= WORK INSTRUCTIONS =
• 1. Which people, organizations, and publications does the passage about Tom Adams name?
• 2. Can you quote the passage about Tom Adams, starting at "If you also" and ending at "right up to now."?

::: EXCERPTED PASSAGE :::

The second thing I want to say, about Tom Adams is, that his recent statements are not only the most recent statements this man has made about our country. There has been a history of constant interference and constant aggression against the people of Grenada and against the Grenada Revolution. In fact over a long period of time on several different occasions, sometimes Tom Adams and sometimes Henry Forde, his Minister of Foreign Affairs, kept on making statements attacking our country. If you remember in that early period when there was a move by some of these people to try to stop LIAT airlines from coming to Grenada, Tom Adams was one of the main people involved in trying to push this move.

If you also think back a bit more carefully you will remember that in the very first weeks after the Revolution first Adams, and later Henry Forde, came out with hostile statements against the Grenada Revolution and the Grenada people. And what we are discovering more and more is that the Party Newspaper of the BLP [Barbados Labor Party], which is called the 'Beacon', has been consistently attacking the Grenada Revolution from the earliest days and right up to now.

::: MATERIAL PROVIDED :::

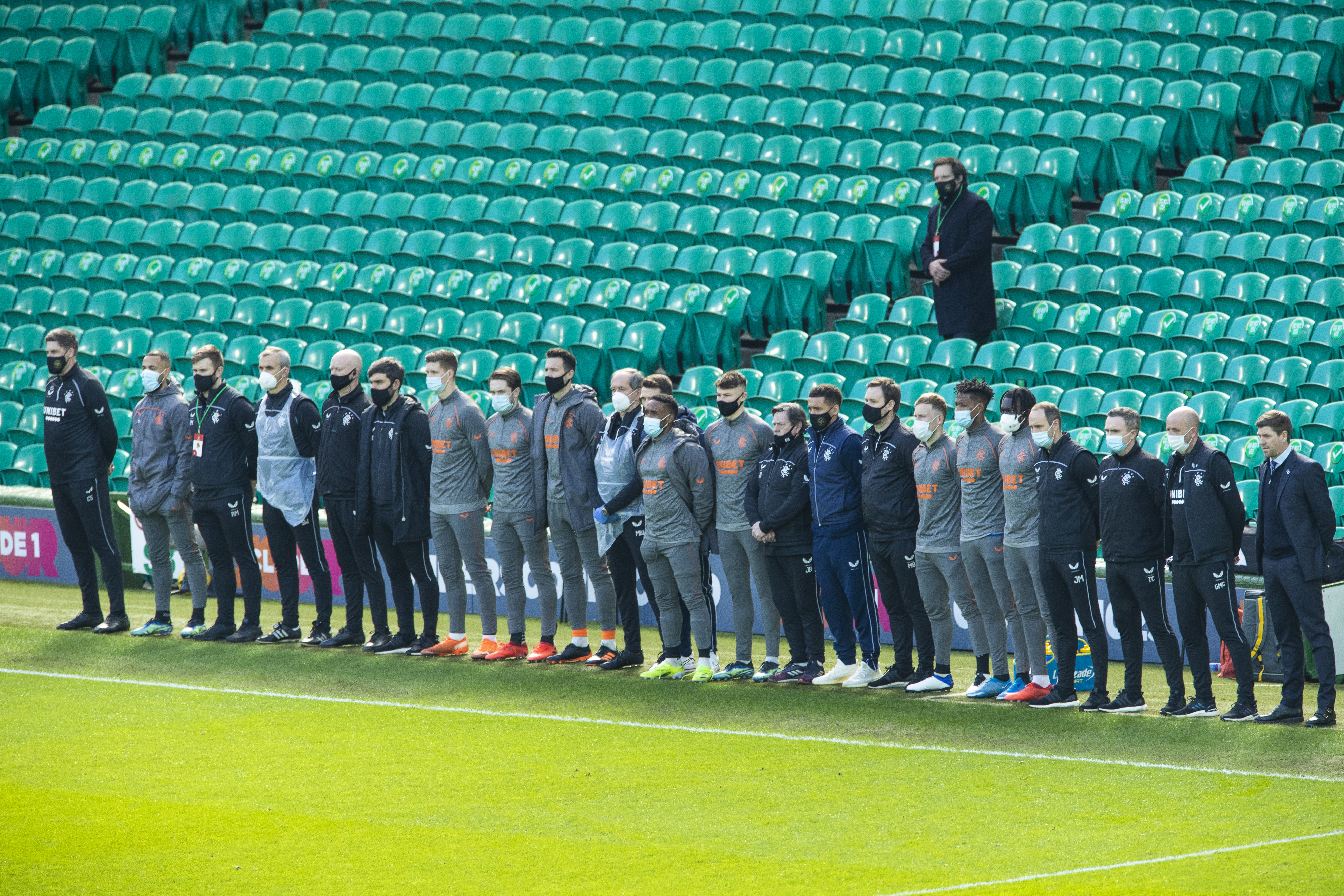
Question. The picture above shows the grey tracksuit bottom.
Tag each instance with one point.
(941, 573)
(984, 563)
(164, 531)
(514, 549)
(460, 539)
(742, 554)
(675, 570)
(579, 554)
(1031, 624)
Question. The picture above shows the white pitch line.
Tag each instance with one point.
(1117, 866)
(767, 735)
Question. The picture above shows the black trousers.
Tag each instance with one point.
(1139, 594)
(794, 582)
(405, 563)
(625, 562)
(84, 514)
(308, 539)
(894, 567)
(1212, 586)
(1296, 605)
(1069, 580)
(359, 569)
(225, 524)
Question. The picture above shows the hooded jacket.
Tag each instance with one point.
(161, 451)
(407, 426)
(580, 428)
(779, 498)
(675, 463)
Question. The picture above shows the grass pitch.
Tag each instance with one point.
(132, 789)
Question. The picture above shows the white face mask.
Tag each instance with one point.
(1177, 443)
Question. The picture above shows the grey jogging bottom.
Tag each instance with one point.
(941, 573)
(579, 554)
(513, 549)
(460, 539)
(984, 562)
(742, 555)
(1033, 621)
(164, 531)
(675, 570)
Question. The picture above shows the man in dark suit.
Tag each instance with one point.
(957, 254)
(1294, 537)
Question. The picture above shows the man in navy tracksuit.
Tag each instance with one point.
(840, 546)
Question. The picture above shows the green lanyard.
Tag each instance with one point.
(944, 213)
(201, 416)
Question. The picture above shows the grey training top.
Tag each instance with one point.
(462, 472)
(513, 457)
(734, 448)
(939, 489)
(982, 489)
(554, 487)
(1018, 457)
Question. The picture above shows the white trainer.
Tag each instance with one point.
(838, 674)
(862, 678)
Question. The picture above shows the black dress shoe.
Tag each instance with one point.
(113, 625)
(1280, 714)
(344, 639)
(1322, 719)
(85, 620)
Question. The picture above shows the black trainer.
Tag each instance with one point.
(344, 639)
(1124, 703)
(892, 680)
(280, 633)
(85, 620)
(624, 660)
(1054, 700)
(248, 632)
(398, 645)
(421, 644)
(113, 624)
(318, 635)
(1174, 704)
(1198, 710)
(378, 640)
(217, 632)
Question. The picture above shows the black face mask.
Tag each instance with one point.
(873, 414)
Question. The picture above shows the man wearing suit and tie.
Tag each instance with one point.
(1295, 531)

:::

= RESULTS =
• 1.
- Tom Adams
- Henry Forde
- LIAT airlines
- Barbados Labor Party (BLP)
- the 'Beacon'

• 2.
If you also think back a bit more carefully you will remember that in the very first weeks after the Revolution first Adams, and later Henry Forde, came out with hostile statements against the Grenada Revolution and the Grenada people. And what we are discovering more and more is that the Party Newspaper of the BLP [Barbados Labor Party], which is called the 'Beacon', has been consistently attacking the Grenada Revolution from the earliest days and right up to now.